ZU ERSTELLEN: Skaliere die Zeilen ab der Zeile mit „Please locate the lattice" bis einschließlich der Zeile mit „[294,159,300,312]" und gib nur diese Zeilen vollständig wieder. Multipliziere dabei jede Koordinate der Begrenzungsrahmen mit 2,55 und runde auf ganze Zahlen, Halbe aufgerundet; alle übrigen Zeilen bleiben unverändert.

AUSGANGSMATERIAL:
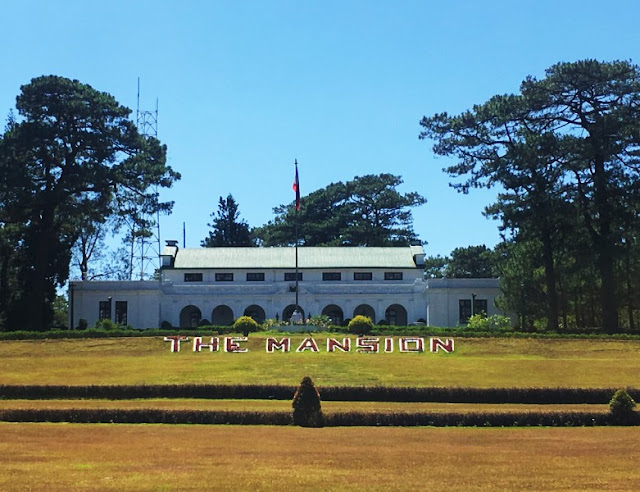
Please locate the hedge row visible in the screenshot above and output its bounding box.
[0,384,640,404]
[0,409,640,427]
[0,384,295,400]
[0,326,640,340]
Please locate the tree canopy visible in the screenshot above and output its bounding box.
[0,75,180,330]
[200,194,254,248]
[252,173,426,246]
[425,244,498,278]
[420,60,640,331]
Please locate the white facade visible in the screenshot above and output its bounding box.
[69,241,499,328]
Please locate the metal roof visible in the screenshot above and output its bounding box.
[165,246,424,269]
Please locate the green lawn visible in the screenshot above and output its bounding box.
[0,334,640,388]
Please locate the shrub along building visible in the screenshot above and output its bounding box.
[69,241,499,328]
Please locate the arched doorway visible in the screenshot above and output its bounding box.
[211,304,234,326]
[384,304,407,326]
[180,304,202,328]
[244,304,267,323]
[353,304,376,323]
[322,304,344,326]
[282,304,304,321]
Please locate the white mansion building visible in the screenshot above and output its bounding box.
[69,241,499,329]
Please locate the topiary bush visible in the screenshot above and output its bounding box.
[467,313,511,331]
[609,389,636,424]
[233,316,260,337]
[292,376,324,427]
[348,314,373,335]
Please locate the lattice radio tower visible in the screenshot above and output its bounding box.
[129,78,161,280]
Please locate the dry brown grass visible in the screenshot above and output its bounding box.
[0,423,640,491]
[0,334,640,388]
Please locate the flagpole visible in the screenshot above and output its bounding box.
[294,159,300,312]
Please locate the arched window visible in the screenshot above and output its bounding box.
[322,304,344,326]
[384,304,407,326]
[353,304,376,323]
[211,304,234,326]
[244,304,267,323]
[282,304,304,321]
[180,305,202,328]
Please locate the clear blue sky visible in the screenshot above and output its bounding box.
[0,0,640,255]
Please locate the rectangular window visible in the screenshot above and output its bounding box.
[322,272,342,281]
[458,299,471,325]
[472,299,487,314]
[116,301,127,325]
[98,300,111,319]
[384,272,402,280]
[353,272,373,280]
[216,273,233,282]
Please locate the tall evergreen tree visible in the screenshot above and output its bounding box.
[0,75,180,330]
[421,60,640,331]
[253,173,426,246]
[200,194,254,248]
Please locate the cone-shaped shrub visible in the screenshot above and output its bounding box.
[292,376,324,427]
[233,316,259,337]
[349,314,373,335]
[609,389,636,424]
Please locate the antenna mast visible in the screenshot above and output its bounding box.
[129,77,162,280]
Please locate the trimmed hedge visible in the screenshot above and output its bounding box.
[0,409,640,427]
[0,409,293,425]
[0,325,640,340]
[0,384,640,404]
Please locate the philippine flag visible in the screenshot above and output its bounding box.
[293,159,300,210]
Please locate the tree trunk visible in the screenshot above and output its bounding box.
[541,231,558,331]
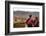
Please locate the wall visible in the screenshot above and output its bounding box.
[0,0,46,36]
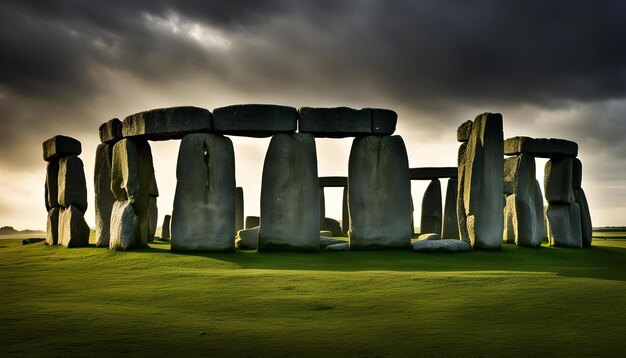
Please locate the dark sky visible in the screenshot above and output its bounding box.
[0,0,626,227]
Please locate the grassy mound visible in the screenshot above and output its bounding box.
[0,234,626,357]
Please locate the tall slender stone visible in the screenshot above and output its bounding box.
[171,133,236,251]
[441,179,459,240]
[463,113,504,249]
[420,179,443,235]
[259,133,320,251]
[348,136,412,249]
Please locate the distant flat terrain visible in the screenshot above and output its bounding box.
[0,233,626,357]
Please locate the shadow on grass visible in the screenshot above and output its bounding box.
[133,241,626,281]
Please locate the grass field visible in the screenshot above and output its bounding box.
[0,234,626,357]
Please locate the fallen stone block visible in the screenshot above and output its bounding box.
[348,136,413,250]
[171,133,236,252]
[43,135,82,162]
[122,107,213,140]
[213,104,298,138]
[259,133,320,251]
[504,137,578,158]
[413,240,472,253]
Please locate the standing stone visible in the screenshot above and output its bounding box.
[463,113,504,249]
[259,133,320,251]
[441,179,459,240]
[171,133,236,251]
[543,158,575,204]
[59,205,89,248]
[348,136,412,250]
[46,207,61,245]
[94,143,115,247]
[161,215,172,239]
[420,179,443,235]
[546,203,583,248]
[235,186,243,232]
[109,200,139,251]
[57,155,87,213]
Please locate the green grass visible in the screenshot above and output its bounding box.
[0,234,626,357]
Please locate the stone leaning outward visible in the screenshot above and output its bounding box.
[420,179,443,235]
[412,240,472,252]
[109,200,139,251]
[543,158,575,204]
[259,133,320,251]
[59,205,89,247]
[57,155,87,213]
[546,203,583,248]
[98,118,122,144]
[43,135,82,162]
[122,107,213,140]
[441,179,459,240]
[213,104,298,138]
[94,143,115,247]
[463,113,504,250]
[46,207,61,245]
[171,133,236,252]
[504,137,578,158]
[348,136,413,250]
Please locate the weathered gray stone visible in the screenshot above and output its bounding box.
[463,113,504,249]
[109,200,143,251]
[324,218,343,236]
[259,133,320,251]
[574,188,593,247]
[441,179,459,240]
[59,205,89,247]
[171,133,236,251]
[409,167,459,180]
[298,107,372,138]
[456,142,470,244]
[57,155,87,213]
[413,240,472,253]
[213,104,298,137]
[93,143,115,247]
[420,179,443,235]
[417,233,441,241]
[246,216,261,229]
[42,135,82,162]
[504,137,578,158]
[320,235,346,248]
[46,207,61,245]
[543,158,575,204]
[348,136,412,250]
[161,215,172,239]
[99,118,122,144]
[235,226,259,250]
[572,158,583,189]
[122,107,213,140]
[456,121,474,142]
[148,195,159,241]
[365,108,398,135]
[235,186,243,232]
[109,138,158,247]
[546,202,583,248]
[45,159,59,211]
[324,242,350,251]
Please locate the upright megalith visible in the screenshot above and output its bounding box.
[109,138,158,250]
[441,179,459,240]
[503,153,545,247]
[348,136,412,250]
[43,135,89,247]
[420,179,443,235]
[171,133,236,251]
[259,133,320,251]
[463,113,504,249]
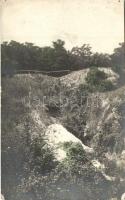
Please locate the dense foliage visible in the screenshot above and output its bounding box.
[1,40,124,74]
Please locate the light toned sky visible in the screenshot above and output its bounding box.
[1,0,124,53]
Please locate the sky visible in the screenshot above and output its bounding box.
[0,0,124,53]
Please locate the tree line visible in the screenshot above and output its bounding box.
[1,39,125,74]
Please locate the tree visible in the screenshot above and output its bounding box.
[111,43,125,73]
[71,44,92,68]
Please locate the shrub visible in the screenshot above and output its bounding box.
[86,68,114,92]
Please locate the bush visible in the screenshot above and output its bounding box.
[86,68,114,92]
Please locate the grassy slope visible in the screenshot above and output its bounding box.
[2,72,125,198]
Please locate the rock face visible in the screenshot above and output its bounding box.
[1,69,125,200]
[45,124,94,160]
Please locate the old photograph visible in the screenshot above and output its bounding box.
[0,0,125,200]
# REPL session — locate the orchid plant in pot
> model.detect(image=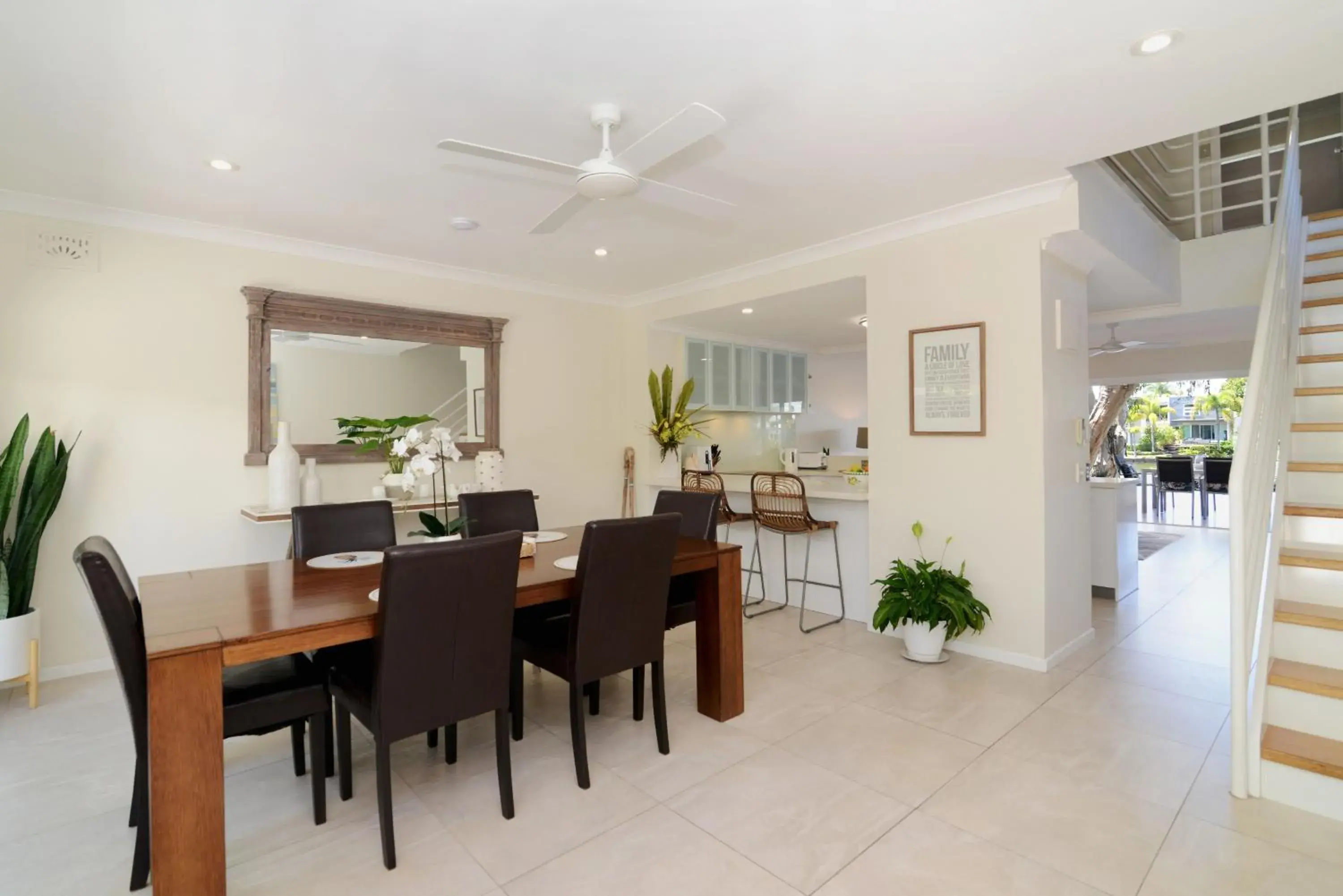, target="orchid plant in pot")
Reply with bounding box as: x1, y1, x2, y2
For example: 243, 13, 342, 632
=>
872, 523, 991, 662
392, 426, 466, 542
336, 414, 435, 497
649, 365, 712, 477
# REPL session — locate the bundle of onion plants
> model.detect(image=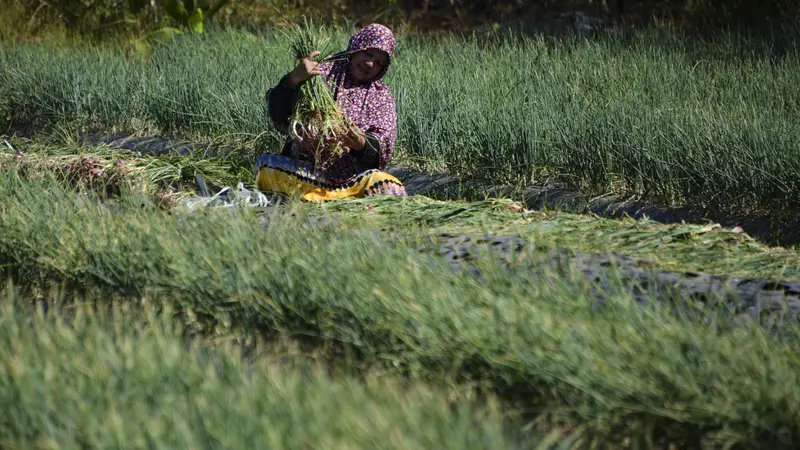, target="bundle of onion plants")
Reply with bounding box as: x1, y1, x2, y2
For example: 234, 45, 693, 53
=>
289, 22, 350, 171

ANTWORT:
Please locate the lattice radio tower visible in the screenshot above and output its bounding box.
[329,199,411,714]
Please locate the dry brown grass visible in the screenshot above and output its bounding box.
[0,1079,1632,1252]
[0,852,1632,989]
Please locate the flagpole visible in the screenshot above and output its bounding box.
[750,405,765,796]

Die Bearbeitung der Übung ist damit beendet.